Nothing but the lines holding the string "wall" should appear in the answer. Copy them from the entries.

[RECORDS SHOWN Boundary: Start]

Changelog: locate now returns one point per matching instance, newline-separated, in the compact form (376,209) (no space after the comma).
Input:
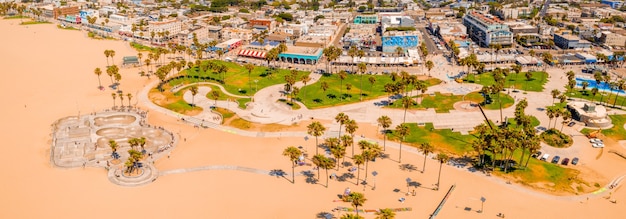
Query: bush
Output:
(556,138)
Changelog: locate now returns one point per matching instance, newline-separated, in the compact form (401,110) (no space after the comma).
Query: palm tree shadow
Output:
(310,177)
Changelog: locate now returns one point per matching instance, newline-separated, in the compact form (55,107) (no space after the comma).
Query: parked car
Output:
(545,157)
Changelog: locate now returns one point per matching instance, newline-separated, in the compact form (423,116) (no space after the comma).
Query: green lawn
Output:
(313,96)
(139,47)
(236,79)
(34,22)
(516,80)
(617,132)
(442,139)
(606,97)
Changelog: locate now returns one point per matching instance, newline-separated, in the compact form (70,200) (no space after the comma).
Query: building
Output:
(486,29)
(568,41)
(168,27)
(403,39)
(262,24)
(609,38)
(612,3)
(365,19)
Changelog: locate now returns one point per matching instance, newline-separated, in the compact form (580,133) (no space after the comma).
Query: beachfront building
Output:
(301,55)
(366,19)
(485,29)
(169,28)
(403,39)
(568,41)
(591,114)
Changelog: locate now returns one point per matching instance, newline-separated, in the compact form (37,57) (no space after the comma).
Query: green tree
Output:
(293,154)
(402,131)
(385,123)
(316,129)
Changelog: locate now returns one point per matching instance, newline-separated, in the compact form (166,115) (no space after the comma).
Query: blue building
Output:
(403,39)
(613,4)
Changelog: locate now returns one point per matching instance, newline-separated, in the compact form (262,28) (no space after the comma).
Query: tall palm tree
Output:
(194,91)
(402,131)
(249,67)
(325,163)
(362,67)
(385,122)
(316,129)
(357,199)
(98,72)
(341,118)
(358,161)
(293,154)
(385,213)
(129,96)
(442,158)
(351,127)
(426,148)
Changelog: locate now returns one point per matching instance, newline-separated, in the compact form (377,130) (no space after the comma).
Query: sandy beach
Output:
(48,74)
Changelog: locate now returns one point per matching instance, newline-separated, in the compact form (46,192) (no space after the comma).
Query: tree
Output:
(194,91)
(325,163)
(402,131)
(426,148)
(357,199)
(316,129)
(358,161)
(215,95)
(249,67)
(341,118)
(385,213)
(293,154)
(98,72)
(385,122)
(429,66)
(442,158)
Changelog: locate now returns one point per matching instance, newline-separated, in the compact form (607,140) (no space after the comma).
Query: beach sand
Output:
(48,74)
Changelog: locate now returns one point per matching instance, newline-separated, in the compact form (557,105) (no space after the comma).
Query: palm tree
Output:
(316,129)
(129,96)
(442,158)
(358,161)
(114,96)
(385,213)
(385,122)
(426,148)
(249,67)
(362,67)
(402,131)
(325,163)
(350,216)
(342,75)
(194,91)
(357,199)
(98,72)
(293,154)
(341,118)
(429,66)
(406,103)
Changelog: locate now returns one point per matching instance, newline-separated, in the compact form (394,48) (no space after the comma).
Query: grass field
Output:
(236,78)
(313,96)
(518,81)
(617,132)
(442,139)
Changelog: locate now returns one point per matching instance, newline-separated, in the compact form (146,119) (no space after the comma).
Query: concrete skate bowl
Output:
(116,119)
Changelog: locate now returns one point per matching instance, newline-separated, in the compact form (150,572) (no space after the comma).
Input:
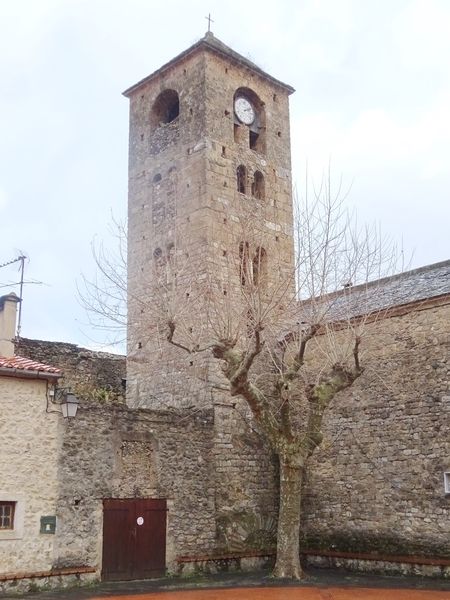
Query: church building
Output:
(171,476)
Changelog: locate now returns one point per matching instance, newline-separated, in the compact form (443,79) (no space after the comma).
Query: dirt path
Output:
(300,593)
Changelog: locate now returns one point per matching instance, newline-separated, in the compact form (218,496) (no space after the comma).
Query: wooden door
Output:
(134,539)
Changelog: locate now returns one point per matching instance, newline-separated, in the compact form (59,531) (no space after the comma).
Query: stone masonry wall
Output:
(376,484)
(110,451)
(28,459)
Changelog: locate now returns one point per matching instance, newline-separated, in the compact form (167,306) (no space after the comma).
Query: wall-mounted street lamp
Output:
(65,399)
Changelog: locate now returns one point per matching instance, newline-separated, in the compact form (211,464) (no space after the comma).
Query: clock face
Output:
(244,111)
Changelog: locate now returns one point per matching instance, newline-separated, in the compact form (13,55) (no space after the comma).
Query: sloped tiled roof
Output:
(16,365)
(213,44)
(418,285)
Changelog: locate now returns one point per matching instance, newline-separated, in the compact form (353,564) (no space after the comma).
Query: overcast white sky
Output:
(373,93)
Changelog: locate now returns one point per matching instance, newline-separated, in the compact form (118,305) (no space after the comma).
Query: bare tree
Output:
(289,340)
(289,350)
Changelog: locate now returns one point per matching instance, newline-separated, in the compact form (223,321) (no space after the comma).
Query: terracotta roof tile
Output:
(25,364)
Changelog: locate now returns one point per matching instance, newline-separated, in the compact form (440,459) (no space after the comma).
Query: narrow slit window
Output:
(254,140)
(260,268)
(241,176)
(244,263)
(258,190)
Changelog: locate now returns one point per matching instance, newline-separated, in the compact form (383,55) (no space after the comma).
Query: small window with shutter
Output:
(7,510)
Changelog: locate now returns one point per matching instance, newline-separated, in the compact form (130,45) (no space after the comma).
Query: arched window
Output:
(241,179)
(260,268)
(258,190)
(244,263)
(166,108)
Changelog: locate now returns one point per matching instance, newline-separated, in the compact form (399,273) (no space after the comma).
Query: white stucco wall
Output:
(28,473)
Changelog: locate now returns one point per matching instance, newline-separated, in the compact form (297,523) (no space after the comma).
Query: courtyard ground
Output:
(320,584)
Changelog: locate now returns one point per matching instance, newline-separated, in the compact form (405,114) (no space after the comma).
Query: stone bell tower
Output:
(209,154)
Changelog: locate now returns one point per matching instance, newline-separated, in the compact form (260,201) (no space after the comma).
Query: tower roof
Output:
(212,44)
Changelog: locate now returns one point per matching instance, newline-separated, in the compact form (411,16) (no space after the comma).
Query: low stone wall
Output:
(377,482)
(20,583)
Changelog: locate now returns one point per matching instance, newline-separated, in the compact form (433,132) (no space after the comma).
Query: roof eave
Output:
(28,374)
(235,57)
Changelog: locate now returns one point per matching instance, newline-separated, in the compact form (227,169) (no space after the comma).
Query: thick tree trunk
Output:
(288,542)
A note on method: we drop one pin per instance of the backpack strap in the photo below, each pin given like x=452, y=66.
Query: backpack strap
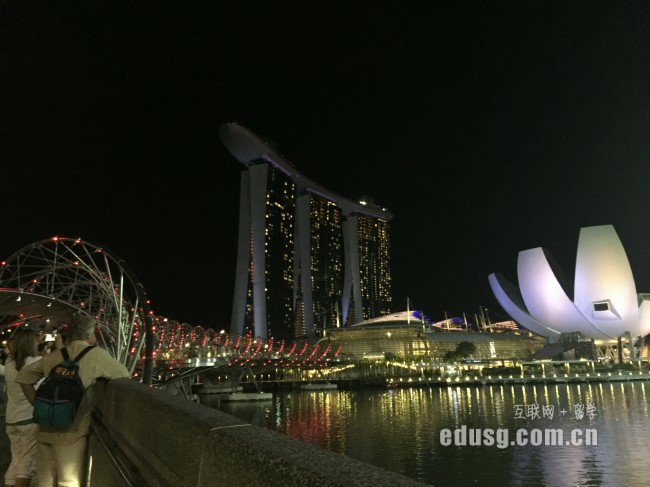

[RECORDS SHOWN Boundary: End]

#### TASK RESULT:
Query: stone masonry wall
Query: wall-mounted street lamp
Query: white stucco wall
Query: low stone wall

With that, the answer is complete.